*INSTRUCTIONS FOR THE TASK*. Tally the lines in the records underneath that contain the string "track", and state the figure by itself.

*SUPPLIED MATERIAL*.

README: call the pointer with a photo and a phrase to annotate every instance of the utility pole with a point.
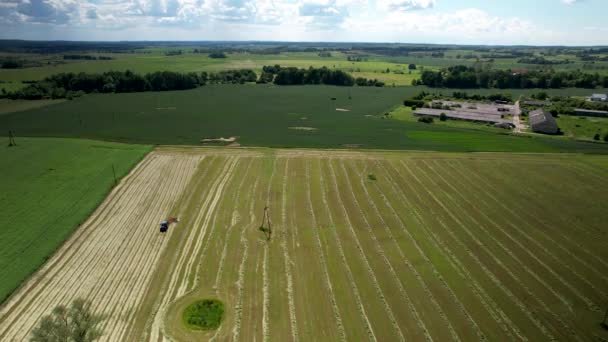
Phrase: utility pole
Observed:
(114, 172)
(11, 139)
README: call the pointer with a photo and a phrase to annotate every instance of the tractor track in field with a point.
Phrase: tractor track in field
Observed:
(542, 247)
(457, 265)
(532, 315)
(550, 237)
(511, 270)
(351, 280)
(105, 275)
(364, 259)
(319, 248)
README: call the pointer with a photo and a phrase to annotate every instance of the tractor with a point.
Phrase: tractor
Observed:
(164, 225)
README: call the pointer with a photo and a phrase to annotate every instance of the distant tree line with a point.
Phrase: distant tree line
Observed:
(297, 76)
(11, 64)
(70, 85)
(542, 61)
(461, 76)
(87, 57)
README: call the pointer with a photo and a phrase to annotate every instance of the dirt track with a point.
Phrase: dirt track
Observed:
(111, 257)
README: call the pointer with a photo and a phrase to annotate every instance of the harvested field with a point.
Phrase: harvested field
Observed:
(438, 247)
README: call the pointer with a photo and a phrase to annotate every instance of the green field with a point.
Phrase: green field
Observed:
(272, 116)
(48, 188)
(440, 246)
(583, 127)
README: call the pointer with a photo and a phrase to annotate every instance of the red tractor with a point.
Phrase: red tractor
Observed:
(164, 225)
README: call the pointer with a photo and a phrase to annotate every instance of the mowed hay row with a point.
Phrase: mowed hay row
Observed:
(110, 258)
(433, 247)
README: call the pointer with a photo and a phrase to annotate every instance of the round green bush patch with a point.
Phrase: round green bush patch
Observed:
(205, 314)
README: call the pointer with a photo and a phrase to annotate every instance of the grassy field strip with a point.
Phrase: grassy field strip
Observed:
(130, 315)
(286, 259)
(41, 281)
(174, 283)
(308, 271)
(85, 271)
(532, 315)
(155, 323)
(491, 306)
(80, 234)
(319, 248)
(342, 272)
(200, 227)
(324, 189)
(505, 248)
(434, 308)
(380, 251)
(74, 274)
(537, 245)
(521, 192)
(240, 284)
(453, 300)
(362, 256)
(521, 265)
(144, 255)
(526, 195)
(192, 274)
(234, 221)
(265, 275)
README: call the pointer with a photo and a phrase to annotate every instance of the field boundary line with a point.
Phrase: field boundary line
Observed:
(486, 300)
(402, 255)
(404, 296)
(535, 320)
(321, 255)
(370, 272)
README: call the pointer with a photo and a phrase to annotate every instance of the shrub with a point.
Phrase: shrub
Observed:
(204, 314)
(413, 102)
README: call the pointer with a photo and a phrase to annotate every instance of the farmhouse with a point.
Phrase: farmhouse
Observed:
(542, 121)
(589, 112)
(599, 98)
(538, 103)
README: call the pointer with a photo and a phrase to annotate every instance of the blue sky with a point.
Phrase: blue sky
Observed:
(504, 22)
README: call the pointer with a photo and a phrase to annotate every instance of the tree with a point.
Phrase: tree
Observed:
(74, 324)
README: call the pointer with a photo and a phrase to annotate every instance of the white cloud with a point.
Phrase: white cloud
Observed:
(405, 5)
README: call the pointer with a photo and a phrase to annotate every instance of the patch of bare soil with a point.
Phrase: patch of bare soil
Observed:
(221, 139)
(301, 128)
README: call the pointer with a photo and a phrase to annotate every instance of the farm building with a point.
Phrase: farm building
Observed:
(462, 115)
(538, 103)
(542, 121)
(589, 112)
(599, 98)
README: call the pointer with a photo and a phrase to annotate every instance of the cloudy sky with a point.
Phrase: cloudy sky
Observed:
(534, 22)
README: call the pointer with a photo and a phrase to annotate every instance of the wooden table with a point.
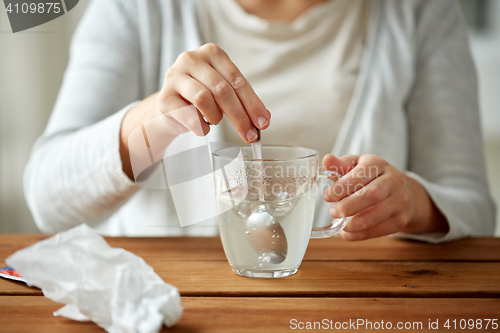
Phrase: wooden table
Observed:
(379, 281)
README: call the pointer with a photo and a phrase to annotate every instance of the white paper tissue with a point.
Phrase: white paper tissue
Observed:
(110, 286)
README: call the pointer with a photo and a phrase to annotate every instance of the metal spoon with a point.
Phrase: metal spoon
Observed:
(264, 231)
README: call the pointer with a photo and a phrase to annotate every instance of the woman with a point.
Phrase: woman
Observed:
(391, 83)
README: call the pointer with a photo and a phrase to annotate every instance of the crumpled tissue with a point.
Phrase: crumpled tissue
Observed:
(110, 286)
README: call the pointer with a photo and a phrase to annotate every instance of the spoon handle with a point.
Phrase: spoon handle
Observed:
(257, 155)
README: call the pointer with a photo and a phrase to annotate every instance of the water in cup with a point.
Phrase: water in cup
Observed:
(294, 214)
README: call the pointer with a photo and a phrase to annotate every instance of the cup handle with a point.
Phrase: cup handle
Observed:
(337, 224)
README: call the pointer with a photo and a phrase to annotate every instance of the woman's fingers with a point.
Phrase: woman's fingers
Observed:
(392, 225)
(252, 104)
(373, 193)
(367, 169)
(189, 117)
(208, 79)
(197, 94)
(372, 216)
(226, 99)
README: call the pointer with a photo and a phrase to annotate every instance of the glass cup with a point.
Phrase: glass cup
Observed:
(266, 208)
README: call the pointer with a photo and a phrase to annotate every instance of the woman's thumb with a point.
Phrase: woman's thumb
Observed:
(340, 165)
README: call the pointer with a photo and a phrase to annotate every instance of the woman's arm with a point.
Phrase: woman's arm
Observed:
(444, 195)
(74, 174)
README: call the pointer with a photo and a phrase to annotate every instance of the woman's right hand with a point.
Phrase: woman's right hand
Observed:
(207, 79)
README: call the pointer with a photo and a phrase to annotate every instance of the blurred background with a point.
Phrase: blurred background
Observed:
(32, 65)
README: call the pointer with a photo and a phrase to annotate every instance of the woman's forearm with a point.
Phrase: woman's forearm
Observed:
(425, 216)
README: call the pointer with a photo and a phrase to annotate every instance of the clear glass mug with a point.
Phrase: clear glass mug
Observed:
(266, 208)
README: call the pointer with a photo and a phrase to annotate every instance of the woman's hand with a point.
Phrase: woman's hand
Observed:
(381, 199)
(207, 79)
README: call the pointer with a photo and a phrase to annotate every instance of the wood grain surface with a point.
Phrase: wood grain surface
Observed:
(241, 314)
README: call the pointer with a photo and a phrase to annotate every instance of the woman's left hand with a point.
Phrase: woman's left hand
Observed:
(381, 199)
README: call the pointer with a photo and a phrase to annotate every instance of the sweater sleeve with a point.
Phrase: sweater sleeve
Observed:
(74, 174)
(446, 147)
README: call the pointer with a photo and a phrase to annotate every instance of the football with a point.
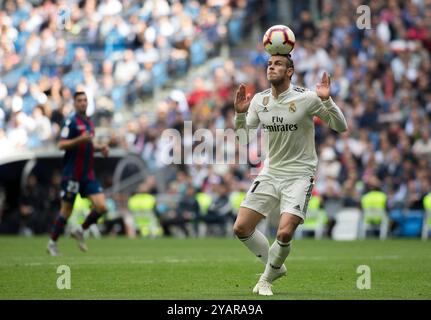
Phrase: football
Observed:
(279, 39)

*TASK SOLUTION*. 4